> **Exercise requirements**
Can you reproduce the entries below with each "keypoint" swapped for "landmark" and nothing else altered?

> **Recorded data**
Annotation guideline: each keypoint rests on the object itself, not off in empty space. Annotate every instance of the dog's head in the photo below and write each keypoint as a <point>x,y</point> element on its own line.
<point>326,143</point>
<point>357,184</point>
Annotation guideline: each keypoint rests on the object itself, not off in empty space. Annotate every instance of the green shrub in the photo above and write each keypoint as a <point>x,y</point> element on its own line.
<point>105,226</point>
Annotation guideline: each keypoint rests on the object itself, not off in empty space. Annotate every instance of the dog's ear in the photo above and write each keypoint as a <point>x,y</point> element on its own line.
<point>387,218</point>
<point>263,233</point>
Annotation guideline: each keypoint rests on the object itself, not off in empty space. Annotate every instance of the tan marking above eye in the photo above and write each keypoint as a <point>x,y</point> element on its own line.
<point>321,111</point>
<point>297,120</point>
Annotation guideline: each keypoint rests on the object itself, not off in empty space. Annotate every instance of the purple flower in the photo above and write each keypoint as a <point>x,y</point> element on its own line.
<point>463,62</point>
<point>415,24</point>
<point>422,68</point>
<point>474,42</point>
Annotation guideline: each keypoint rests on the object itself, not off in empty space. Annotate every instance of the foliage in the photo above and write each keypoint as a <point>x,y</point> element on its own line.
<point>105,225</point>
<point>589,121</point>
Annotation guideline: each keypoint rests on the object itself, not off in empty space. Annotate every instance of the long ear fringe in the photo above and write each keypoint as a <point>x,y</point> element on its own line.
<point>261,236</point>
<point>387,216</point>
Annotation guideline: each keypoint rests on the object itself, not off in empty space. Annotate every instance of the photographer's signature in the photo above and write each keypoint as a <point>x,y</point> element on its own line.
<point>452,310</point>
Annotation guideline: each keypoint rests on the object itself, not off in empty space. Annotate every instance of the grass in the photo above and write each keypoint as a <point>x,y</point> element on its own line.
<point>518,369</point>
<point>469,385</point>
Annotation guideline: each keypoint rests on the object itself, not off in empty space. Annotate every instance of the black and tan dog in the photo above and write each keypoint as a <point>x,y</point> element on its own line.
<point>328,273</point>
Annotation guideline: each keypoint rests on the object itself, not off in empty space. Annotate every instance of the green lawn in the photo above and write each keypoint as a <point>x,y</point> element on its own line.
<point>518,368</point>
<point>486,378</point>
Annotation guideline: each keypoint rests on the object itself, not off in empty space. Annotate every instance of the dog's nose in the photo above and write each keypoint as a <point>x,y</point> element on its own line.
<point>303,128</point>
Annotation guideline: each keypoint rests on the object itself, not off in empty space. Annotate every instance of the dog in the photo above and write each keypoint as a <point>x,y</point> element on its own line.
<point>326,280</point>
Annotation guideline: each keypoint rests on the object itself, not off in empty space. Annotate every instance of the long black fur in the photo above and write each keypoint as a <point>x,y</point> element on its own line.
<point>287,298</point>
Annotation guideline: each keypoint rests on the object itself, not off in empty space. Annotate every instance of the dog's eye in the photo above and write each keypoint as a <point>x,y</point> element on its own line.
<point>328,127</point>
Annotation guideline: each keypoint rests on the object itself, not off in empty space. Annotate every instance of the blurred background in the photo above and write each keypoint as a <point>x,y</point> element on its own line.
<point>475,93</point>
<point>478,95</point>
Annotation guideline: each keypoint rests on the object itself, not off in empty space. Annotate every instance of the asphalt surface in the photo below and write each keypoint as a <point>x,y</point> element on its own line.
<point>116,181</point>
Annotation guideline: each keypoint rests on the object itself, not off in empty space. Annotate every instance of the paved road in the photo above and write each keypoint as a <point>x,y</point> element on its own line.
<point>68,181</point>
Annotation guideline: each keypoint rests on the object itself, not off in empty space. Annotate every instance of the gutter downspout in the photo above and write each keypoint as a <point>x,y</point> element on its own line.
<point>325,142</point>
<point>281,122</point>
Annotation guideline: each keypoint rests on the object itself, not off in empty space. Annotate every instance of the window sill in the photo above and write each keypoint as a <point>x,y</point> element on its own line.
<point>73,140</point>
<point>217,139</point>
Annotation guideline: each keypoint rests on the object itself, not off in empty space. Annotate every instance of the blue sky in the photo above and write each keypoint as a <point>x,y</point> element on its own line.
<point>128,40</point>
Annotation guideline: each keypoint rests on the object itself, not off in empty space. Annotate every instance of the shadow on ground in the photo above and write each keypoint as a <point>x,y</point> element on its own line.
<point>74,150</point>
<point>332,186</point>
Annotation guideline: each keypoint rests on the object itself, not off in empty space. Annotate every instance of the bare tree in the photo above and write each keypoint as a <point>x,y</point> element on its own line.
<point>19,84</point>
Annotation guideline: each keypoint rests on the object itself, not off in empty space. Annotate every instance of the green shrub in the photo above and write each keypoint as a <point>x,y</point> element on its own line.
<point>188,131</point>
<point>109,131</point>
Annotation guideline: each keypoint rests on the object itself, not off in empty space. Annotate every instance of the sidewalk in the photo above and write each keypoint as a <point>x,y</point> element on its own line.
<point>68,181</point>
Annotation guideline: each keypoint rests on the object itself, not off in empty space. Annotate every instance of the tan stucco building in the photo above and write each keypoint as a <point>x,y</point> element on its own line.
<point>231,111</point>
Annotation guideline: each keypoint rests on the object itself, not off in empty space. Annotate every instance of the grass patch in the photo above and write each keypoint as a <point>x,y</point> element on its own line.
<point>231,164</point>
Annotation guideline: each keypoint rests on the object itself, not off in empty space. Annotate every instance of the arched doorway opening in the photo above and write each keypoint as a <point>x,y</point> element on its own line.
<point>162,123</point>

> **Task solution**
Annotation guideline: each landmark rests on the object itself, not off in empty space. Annotate every instance of the dog's head in the photo below and write each landmark as a <point>x,y</point> element on its own line.
<point>326,143</point>
<point>357,184</point>
Annotation guideline: each landmark rests on the object itself, not off in empty space. Annotate every instance of the green shrub in the photo above and write each landmark as a <point>x,y</point> element on its own line.
<point>105,226</point>
Annotation guideline: each landmark rests on the object itself, not off in empty space. Annotate every instance of the dog's ear in the photo above and write each landmark as a <point>x,y</point> element on its own line.
<point>387,218</point>
<point>263,233</point>
Annotation guideline: each landmark rests on the object itself, not off in empty space. Annotate every instance of the tan marking above eye in the photo above and write each landmark as a <point>x,y</point> element on its own line.
<point>321,111</point>
<point>297,120</point>
Annotation guideline: each landmark rests on the object itself, not off in empty space. Annotate every instance of the purple flower in the photo above and write each landmark as a <point>x,y</point> element on its own line.
<point>463,62</point>
<point>415,24</point>
<point>422,68</point>
<point>474,42</point>
Annotation guideline: each landmark rests on the object itself, not off in empty space. Annotate every instance of the foliage in the photo above and write each landmark as a <point>x,y</point> element on its own line.
<point>105,225</point>
<point>589,121</point>
Annotation guideline: each landmark rests on the object itself, not off in empty space. Annotate every instance of the long ear fringe in the photo above and write each landmark as a <point>x,y</point> element on its own line.
<point>261,236</point>
<point>387,216</point>
Annotation guideline: each landmark rests on the object itself, not off in empty space. Annotate every instance of the photographer's signature in the photo above and write each landmark as a <point>x,y</point> element on its own line.
<point>452,310</point>
Annotation guideline: each landmark rests on the object itself, not off in empty space. Annotate every instance of the grass in the photo above and write each landmark as a <point>x,y</point> element on its own line.
<point>518,369</point>
<point>469,385</point>
Annotation guideline: each landmark rests on the object itself, not off in empty space. Annotate every instance of the black and tan dog in the photo above and write each landmark as a <point>x,y</point> element on its own line.
<point>328,273</point>
Annotation guideline: each landmark rests on the object itself, not off in empty space. Annotate every instance of the green lawn in the photo above and write each landmark as a <point>x,y</point> element on its own line.
<point>518,368</point>
<point>486,378</point>
Annotation guideline: each landmark rests on the object itself, not off in empty space. Annotate every instance of the dog's nose in the photo above and write each landmark as a <point>x,y</point> element on its own line.
<point>303,128</point>
Annotation guideline: each landmark rests on the object itself, not off in empty space. Annotate every instance of the dog in the photo above and write each landmark as a <point>x,y</point> element on its own line.
<point>326,280</point>
Annotation guideline: each landmark rests on the object itself, not off in empty space. Annotate every instance of the long black fur in the photo above and write each landmark as a <point>x,y</point> element on its own line.
<point>287,298</point>
Annotation guideline: each landmark rests on the object itself, not off in empty space. Annotate every instance of the dog's eye in the photo above and write each landmark as a <point>x,y</point> element on its own line.
<point>328,127</point>
Annotation guideline: each landmark rests on the object itself, not off in empty space. Annotate every instance of the blurred background in the photo above and write each landmark as a <point>x,y</point> element on its own line.
<point>475,93</point>
<point>478,95</point>
Annotation guideline: each landmark rests on the object itself, not off in empty space. Annotate every instance of the asphalt surface in the photo below and write each landmark as a <point>x,y</point> element on its own line.
<point>116,181</point>
Annotation guideline: each landmark rests on the object itself, not off in empty space. Annotate every instance of the paved road in the photo above and write each landmark as a <point>x,y</point> element on its own line.
<point>68,181</point>
Annotation guideline: each landmark rests on the object itself, not off in empty space. Annotate every instance of the gutter downspout in the photo above and write each landmark as a <point>x,y</point> element on its own line.
<point>325,142</point>
<point>281,122</point>
Annotation guideline: each landmark rests on the object itself, not off in empty space. Annotate every instance of the window sill in the photo above and write each landmark as a <point>x,y</point> element on its own line.
<point>73,140</point>
<point>217,139</point>
Annotation guideline: each landmark rests on the object itself, not off in empty space. Annotate every instance of the blue sky in the photo above and write each landmark as a <point>x,y</point> element on its own line.
<point>128,40</point>
Annotation guideline: each landmark rests on the object itself, not off in empty space. Annotate every instance of the shadow on ground in the photo above and write each landmark as a <point>x,y</point> element on its own line.
<point>74,150</point>
<point>332,186</point>
Annotation guideline: each landmark rests on the object itself, not off in empty space. Annotate every instance of the bare tree in the photo above and write each landmark as a <point>x,y</point> element on its own line.
<point>19,84</point>
Annotation guideline: each landmark rests on the object itself, not off in empty space. Annotate every instance of the green shrub in the photo above and write each landmark as a <point>x,y</point> element on its own line.
<point>188,131</point>
<point>109,131</point>
Annotation guideline: each landmark rests on the object itself, not off in empty space. Annotate every instance of the sidewalk in the photo above and write each landmark as a <point>x,y</point> element on its own line.
<point>68,181</point>
Annotation guideline: each landmark rests on the object itself, not off in empty space. Annotate every instance of the tan stucco building in the photo above and write each landmark as a <point>x,y</point> element on its own line.
<point>231,111</point>
Annotation guideline: each landmark rests on the object itself, not off in empty space. Annotate every instance of the grass patch in the photo above and write each landmark as a <point>x,y</point> element on its own line.
<point>231,164</point>
Annotation guideline: each landmark rests on the object itself, not off in empty space. Annotate every instance of the arched doorway opening in the photo above and write each landmark as a <point>x,y</point> element on its own line.
<point>162,123</point>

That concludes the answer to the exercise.